++++ Data section ++++

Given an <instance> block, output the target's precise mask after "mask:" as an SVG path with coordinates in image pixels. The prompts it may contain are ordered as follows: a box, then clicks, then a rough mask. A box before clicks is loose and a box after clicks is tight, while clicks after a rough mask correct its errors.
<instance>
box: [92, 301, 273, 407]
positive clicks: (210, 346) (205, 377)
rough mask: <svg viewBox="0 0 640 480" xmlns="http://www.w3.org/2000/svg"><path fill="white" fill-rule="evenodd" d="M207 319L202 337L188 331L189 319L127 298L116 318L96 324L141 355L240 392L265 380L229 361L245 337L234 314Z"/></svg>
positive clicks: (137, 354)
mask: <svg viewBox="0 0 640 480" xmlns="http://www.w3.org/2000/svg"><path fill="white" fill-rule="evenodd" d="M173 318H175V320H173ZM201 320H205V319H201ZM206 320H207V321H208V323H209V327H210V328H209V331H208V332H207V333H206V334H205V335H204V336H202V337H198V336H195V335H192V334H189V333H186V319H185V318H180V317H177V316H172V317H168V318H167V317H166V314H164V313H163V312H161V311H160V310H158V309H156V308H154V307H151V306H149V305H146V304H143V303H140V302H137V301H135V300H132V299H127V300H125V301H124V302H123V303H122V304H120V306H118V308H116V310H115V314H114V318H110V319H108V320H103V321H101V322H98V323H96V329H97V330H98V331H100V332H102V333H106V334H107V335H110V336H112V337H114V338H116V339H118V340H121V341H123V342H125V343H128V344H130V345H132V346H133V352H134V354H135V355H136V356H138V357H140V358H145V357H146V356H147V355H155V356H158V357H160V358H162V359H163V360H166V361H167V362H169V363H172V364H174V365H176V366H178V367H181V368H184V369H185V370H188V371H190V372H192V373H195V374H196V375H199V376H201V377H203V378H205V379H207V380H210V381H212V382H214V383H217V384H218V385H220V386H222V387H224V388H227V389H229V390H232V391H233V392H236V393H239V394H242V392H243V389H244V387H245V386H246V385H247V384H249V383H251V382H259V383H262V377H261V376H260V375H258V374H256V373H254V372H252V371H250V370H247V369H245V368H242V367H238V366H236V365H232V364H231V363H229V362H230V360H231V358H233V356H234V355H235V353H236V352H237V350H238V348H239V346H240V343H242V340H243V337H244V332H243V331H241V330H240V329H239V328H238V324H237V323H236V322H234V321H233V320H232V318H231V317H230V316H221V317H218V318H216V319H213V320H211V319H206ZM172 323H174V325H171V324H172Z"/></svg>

++++

**Exercise:** Copy out in full every line of the entries above that contains the string "instance".

**Exercise result:**
Given an <instance> block, output the target's precise mask after "mask:" as an SVG path with coordinates in image pixels. The prompts it may contain are ordered as follows: a box, then clicks, then a rough mask. A box before clicks is loose and a box after clicks is tight, while clicks after a rough mask correct its errors.
<instance>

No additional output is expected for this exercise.